Extract to read:
_____
This design enables ftfy to safely process text from unknown sources while avoiding overcorrection of correctly-encoded text.

Capabilities

Text Fixing Functions

Core functions for detecting and fixing text encoding problems, including the main fix_text function and variants that provide explanations of applied transformations.

def fix_text(text: str, config: TextFixerConfig | None = None, **kwargs) -> str: ...
def fix_and_explain(text: str, config: TextFixerConfig | None = None, **kwargs) -> ExplainedText: ...
def fix_encoding(text: str, config: TextFixerConfig | None = None, **kwargs) -> str: ...
def fix_encoding_and_explain(text: str, config: TextFixerConfig | None = None, **kwargs) -> ExplainedText: ...

# Alias for fix_text
ftfy = fix_text

Text Fixing Functions

Configuration and Types

Configuration classes and types for controlling ftfy behavior, including comprehensive options for each fix step and explanation data structures.

class TextFixerConfig(NamedTuple): ...
class ExplainedText(NamedTuple): ...
class ExplanationStep(NamedTuple): ...

Configuration and Types

Individual Text Fixes

Individual transformation functions for specific text problems like HTML entities, terminal escapes, character width, quotes, and line breaks.

def unescape_html(text: str) -> str: ...
def remove_terminal_escapes(text: str) -> str: ...
def uncurl_quotes(text: str) -> str: ...
def fix_character_width(text: str) -> str: ...
def fix_line_breaks(text: str) -> str: ...

Individual Text Fixes

File and Byte Processing

Functions for processing files and handling bytes of unknown encoding, including streaming file processing and encoding detection utilities.

def fix_file(input_file, encoding: str | None = None, config: TextFixerConfig | None = None, **kwargs) -> Iterator[str]: ...
def guess_bytes(bstring: bytes) -> tuple[str, str]: ...

File and Byte Processing

Display and Formatting

Unicode-aware text formatting for terminal display, including width calculation and justification functions that handle fullwidth characters and zero-width characters correctly.

def character_width(char: str) -> int: ...
def display_ljust(text: str, width: int, fillchar: str = " ") -> str: ...
def display_center(text: str, width: int, fillchar: str = " ") -> str: ...

Display and Formatting

Utilities and Debugging

Debugging and utility functions for understanding Unicode text and applying transformation plans manually.
_____
[Rows of box annotation data]

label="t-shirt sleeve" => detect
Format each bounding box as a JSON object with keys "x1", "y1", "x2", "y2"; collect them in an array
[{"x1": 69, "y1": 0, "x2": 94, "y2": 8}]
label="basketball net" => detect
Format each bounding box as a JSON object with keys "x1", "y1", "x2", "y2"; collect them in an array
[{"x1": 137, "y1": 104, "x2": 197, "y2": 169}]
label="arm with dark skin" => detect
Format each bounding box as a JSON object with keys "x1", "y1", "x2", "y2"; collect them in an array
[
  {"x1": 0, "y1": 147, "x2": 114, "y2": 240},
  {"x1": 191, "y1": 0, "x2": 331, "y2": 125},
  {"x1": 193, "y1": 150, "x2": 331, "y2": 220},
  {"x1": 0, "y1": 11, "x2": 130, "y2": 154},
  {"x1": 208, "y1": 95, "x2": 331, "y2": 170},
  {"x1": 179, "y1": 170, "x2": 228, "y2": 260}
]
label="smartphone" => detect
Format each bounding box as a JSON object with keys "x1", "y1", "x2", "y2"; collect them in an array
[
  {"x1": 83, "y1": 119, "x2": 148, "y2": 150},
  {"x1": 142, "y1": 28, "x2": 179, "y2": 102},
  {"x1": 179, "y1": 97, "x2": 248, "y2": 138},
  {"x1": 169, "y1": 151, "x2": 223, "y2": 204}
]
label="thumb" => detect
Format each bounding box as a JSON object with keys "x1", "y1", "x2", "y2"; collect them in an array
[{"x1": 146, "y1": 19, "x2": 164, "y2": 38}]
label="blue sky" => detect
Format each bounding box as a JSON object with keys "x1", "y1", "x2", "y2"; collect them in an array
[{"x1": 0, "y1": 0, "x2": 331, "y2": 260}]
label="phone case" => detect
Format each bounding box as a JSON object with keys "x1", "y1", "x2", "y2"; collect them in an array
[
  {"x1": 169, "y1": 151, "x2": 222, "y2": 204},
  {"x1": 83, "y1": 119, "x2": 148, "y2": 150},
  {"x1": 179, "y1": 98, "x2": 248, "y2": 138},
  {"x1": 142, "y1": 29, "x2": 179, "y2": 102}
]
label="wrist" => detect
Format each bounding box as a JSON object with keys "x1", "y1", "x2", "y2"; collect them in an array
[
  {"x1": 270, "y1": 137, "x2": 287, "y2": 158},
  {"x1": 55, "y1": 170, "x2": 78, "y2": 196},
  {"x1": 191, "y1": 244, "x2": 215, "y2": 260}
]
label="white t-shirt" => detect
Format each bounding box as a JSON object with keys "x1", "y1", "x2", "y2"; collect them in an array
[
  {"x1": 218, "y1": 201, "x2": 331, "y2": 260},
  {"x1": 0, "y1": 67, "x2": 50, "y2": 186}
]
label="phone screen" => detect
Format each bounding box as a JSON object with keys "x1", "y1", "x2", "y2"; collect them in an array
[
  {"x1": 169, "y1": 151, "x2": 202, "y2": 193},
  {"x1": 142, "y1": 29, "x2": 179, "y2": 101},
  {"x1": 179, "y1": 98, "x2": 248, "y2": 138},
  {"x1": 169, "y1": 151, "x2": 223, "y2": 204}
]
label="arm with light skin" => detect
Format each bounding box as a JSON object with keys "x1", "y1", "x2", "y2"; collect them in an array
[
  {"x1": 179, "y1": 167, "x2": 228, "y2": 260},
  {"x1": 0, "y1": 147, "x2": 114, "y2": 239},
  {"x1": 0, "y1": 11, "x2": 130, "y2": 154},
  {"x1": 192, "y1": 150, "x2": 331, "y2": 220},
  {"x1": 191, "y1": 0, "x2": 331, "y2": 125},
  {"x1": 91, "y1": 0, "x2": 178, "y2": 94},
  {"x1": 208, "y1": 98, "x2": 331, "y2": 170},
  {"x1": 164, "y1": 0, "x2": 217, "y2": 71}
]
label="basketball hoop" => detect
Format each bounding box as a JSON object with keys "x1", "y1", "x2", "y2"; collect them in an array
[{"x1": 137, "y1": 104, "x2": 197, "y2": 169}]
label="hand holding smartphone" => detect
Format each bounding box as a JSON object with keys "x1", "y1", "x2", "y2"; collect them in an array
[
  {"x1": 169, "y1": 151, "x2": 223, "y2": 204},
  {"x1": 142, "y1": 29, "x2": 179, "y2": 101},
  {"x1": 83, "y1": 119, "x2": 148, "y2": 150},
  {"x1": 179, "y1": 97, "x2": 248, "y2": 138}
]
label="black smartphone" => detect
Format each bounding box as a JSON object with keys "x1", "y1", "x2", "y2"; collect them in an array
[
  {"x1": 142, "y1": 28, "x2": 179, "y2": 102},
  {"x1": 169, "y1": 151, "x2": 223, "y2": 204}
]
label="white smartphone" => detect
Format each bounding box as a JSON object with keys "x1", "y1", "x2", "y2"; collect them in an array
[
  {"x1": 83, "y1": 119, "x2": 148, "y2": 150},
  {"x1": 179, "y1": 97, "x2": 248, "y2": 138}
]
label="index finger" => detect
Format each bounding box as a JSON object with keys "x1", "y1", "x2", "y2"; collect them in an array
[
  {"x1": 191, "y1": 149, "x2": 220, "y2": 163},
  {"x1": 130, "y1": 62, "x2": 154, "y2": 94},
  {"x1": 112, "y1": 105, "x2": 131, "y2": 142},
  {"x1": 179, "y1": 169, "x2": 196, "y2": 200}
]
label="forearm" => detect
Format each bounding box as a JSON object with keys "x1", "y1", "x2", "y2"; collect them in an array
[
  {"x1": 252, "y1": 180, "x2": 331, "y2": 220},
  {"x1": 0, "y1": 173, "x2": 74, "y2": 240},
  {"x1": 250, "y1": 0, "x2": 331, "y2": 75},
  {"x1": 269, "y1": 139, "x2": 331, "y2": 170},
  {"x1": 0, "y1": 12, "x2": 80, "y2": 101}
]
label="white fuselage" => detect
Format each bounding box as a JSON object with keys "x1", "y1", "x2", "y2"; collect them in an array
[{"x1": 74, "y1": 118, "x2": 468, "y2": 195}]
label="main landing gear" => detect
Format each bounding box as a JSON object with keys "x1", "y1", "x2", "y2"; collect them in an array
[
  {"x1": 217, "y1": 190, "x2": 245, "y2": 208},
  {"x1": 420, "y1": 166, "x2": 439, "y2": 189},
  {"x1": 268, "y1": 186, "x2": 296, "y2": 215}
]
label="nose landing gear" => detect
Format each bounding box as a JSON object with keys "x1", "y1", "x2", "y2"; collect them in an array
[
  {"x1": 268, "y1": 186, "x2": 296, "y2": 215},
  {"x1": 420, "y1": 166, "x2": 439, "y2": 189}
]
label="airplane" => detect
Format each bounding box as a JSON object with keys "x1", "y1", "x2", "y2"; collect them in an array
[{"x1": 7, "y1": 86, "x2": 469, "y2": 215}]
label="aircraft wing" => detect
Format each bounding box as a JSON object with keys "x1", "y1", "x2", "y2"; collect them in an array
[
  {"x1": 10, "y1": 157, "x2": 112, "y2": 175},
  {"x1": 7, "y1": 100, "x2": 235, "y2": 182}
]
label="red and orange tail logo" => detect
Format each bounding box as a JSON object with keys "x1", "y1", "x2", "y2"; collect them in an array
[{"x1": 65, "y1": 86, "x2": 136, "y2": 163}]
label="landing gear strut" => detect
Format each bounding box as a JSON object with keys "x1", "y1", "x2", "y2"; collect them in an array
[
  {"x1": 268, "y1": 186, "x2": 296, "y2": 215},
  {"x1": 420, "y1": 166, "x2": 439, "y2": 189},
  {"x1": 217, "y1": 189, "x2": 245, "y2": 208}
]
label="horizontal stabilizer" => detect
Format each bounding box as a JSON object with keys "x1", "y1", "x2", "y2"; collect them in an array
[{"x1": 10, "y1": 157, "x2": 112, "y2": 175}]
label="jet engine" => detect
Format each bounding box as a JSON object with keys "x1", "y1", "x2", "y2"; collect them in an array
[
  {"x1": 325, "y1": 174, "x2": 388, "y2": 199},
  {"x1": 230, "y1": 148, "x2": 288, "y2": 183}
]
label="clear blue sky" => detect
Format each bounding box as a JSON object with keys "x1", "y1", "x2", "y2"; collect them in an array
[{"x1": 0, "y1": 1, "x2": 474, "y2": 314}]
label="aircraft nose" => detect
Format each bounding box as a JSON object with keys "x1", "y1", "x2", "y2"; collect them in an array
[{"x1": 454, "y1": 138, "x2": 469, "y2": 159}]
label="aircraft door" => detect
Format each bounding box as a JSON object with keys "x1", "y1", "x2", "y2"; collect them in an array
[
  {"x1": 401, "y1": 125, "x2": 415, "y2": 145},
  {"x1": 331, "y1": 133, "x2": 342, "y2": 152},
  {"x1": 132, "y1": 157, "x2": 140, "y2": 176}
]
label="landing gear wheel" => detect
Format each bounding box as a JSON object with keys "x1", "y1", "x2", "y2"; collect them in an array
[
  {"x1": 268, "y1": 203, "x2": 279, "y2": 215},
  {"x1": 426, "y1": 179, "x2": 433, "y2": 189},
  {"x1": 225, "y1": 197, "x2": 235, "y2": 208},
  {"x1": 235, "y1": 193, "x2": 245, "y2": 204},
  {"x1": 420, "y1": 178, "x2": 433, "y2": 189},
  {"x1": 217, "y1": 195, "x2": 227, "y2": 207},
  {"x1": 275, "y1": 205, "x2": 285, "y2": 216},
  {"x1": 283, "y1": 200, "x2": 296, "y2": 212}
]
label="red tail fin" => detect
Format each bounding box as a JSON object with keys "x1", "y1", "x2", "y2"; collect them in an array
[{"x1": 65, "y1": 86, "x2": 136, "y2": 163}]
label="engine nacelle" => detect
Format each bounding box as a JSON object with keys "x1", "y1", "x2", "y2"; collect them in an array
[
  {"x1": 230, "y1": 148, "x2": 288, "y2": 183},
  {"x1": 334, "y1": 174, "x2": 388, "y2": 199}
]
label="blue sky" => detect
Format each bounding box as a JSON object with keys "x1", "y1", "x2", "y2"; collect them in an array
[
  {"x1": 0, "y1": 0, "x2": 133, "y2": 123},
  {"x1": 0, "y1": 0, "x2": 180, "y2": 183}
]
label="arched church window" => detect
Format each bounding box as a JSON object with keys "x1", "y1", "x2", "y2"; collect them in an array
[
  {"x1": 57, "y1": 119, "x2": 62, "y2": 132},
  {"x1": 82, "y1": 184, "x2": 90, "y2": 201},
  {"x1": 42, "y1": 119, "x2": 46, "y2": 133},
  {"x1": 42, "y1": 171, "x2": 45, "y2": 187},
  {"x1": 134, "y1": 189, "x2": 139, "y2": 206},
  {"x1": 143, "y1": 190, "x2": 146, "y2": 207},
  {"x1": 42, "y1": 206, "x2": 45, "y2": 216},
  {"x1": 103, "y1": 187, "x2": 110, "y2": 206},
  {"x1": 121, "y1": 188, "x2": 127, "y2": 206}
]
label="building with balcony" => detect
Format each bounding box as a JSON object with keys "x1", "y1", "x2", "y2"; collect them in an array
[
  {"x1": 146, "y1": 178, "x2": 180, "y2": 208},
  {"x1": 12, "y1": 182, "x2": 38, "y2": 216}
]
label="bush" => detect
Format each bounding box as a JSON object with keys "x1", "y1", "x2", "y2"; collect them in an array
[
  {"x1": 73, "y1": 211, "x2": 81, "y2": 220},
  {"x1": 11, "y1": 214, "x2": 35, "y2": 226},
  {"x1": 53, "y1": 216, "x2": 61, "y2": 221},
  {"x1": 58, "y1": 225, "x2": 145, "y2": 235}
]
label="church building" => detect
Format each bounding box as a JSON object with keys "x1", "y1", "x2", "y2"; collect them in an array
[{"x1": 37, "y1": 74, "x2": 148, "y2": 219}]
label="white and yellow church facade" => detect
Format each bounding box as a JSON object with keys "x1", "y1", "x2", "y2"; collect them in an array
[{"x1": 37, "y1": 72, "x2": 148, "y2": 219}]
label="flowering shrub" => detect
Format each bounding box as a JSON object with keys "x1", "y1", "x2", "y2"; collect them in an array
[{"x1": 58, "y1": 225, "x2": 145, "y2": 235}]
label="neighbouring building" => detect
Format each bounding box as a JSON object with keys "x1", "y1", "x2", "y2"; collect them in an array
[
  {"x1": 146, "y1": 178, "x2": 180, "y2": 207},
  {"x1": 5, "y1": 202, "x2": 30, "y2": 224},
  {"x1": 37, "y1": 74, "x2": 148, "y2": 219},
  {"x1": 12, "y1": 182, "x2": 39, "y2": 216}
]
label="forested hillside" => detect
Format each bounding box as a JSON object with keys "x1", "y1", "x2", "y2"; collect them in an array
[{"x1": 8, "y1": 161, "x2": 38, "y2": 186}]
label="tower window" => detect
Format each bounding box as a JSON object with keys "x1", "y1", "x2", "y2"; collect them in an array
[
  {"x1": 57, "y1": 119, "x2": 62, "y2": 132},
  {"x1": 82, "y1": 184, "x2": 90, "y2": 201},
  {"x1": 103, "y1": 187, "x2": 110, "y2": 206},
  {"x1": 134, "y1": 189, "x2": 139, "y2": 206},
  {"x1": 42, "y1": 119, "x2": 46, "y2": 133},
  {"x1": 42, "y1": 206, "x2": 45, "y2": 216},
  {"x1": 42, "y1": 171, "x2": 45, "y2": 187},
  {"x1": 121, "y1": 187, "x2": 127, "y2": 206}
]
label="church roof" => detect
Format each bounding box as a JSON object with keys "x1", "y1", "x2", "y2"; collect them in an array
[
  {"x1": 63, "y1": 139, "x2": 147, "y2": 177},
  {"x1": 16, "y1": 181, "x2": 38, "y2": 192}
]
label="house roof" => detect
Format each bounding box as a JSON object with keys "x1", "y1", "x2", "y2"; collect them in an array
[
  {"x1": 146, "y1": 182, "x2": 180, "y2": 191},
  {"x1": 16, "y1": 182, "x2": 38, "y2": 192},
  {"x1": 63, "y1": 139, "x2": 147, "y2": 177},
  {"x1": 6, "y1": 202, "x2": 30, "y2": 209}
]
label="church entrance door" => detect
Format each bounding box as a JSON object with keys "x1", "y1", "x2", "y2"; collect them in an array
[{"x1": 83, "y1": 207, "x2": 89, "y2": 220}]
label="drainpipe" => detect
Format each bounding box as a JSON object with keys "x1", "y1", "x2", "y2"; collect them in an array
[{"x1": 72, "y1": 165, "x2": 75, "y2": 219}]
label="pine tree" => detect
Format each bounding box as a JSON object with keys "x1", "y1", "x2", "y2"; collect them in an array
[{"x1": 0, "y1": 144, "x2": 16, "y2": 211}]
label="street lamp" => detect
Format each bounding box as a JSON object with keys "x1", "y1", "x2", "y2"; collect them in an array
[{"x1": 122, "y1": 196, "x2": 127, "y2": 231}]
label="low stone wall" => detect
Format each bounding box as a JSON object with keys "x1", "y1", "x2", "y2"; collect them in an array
_____
Exercise directions:
Please continue the ftfy documentation from its last sentence. These items are separate material and are not part of the ftfy documentation.

Result of this exercise:
def explain_unicode(text: str) -> None: ...
def apply_plan(text: str, plan: list[tuple[str, str]]) -> str: ...
def badness(text: str) -> int: ...
def is_bad(text: str) -> bool: ...

Utilities and Debugging

Command Line Interface

Command-line tool for batch text processing with configurable options for encoding, normalization, and entity handling.

def main() -> None: ...

Command Line Interface

Constants

__version__ = "6.3.1"  # Package version string

Core Types

class TextFixerConfig(NamedTuple):
    """Configuration for all ftfy text processing options."""
    unescape_html: str | bool = "auto"
    remove_terminal_escapes: bool = True  
    fix_encoding: bool = True
    restore_byte_a0: bool = True
    replace_lossy_sequences: bool = True
    decode_inconsistent_utf8: bool = True
    fix_c1_controls: bool = True
    fix_latin_ligatures: bool = True
    fix_character_width: bool = True
    uncurl_quotes: bool = True
    fix_line_breaks: bool = True
    fix_surrogates: bool = True
    remove_control_chars: bool = True
    normalization: Literal["NFC", "NFD", "NFKC", "NFKD"] | None = "NFC"
    max_decode_length: int = 1000000
    explain: bool = True

class ExplainedText(NamedTuple):
    """Result containing fixed text and explanation of changes."""
    text: str
    explanation: list[ExplanationStep] | None

class ExplanationStep(NamedTuple):
    """Single step in text transformation explanation."""
    action: str  # "encode", "decode", "transcode", "apply", "normalize"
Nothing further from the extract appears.